*Raw data*.
%%

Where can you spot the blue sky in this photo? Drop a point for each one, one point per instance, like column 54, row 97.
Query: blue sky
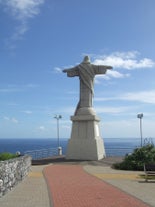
column 39, row 38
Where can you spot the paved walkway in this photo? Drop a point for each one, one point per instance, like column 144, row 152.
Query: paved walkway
column 31, row 192
column 82, row 184
column 70, row 185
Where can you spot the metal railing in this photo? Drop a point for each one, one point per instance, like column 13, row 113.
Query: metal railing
column 111, row 152
column 42, row 153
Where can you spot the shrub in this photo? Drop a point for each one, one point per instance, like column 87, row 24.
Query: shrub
column 7, row 156
column 136, row 160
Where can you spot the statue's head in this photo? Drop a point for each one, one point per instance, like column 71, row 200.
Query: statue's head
column 86, row 59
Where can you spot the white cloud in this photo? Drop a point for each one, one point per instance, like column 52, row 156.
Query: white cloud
column 11, row 119
column 143, row 96
column 124, row 60
column 112, row 110
column 111, row 74
column 27, row 112
column 57, row 70
column 140, row 96
column 21, row 10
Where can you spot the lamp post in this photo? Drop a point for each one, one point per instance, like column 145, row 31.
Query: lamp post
column 58, row 117
column 140, row 116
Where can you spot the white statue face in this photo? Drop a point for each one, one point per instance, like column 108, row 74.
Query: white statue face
column 86, row 59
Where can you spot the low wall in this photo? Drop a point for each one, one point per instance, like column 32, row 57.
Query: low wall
column 13, row 171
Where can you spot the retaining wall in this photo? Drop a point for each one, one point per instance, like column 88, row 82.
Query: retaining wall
column 12, row 172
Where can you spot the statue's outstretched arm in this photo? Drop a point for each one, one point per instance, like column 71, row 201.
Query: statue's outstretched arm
column 101, row 69
column 71, row 72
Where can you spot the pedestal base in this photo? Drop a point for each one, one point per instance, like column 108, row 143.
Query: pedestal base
column 86, row 142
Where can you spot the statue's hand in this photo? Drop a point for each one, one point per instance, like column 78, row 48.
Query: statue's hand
column 109, row 67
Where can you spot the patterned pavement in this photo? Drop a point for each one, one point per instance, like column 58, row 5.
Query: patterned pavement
column 71, row 186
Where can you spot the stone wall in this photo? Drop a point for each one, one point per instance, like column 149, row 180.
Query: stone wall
column 13, row 171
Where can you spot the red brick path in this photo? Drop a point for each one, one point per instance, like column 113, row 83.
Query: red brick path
column 71, row 186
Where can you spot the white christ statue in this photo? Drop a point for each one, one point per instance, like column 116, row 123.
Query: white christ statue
column 86, row 72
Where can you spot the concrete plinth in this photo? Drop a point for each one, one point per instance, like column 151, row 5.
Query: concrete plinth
column 85, row 142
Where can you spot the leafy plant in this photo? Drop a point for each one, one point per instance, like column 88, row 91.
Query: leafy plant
column 7, row 156
column 136, row 160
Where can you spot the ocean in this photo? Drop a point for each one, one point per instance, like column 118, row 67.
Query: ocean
column 113, row 146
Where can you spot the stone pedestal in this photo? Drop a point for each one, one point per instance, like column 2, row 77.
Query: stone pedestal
column 85, row 142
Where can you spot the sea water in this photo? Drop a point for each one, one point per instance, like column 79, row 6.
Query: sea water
column 113, row 146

%%

Please give all of these records again with "Drop a point" replaced by "Mark a spot" everywhere it appears, leaving everything else unchanged and the pictures out.

Where can you spot the blue sky in this photo? Mark a spot for each one, one point per instance, like column 54, row 97.
Query: blue sky
column 39, row 38
Where can you spot the paved walkway in this photo? Mark a spot for each one, one point per instance, like column 144, row 152.
Query: paved walkway
column 31, row 192
column 82, row 184
column 70, row 185
Where can you spot the metal railing in this photo? Mark a spot for each one, one point per instance, like column 13, row 113.
Query: metal railing
column 111, row 152
column 42, row 153
Where can you spot the shrub in this photo? Mark a spot for each one, one point per instance, like column 87, row 24.
Query: shrub
column 7, row 156
column 136, row 160
Where can you spot the statue's head in this photo? Mark a spot for each one, one point per instance, like column 71, row 200.
Query: statue's head
column 86, row 59
Where can you spot the white cloud in this photo? Mark a spot for each one, one point per instance, like column 52, row 156.
Query: white cloud
column 11, row 119
column 143, row 96
column 124, row 60
column 112, row 110
column 111, row 74
column 27, row 112
column 57, row 70
column 140, row 96
column 21, row 10
Where can you spot the lamp post in this photo? Mark a spot for each one, one point per instance, like column 145, row 31.
Query: lamp post
column 58, row 117
column 140, row 116
Where can you spot the white statue face in this photo? Mark a spot for each one, one point per instance, like column 108, row 74.
Query: white statue face
column 86, row 59
Where can you spot the low wall in this photo? Mark a spot for each one, one point per instance, like column 32, row 57.
Query: low wall
column 13, row 171
Where can you spot the retaining wall in this photo? Mark a spot for each one, one point per instance, like column 88, row 82.
Query: retaining wall
column 12, row 172
Where can you spot the statue's outstretched arm in this photo? Mark a spot for each one, one point per instance, like column 71, row 201.
Query: statue's outstretched arm
column 101, row 69
column 71, row 72
Where can you spot the pedestal base in this photo? Mark a spot for each one, one point per instance, like column 108, row 143.
Query: pedestal base
column 86, row 142
Where can you spot the statue's hand in this photo? Mark a spot for each one, one point per instance, like column 78, row 48.
Query: statue's hand
column 109, row 67
Where can you spot the patterned pavement in this photo? Mark a spot for each one, one point per instance, like column 58, row 5.
Query: patterned pavement
column 71, row 186
Where can you spot the stone wall in this photo? Mark a spot for each one, one point per instance, like column 149, row 180.
Query: stone wall
column 13, row 171
Where can you spot the red brick path in this photo? Mark a spot for each one, one point per instance, like column 113, row 83.
Query: red brick path
column 71, row 186
Where can you spot the white christ statue in this photo? Mark a spot for each one, one point per instance, like column 116, row 123.
Query: white christ statue
column 86, row 72
Where can you spot the concrete plinth in this photo? Mark a spot for each one, one point per instance, like column 151, row 5.
Query: concrete plinth
column 85, row 142
Where can you spot the leafy plant in this photo? Mark a spot for each one, one point per instance, like column 88, row 91.
Query: leafy plant
column 7, row 156
column 136, row 160
Where can you spot the ocean in this photo? Mark a spot for each one, one point per instance, like column 118, row 67.
Query: ocean
column 113, row 146
Where can you spot the stone pedestal in this photo? Mark a spot for each one, one point per instance, like column 2, row 77.
Query: stone pedestal
column 85, row 142
Where can you spot the sea water in this photo? Mark a spot for each one, one point per instance, like column 79, row 6.
Query: sea water
column 113, row 146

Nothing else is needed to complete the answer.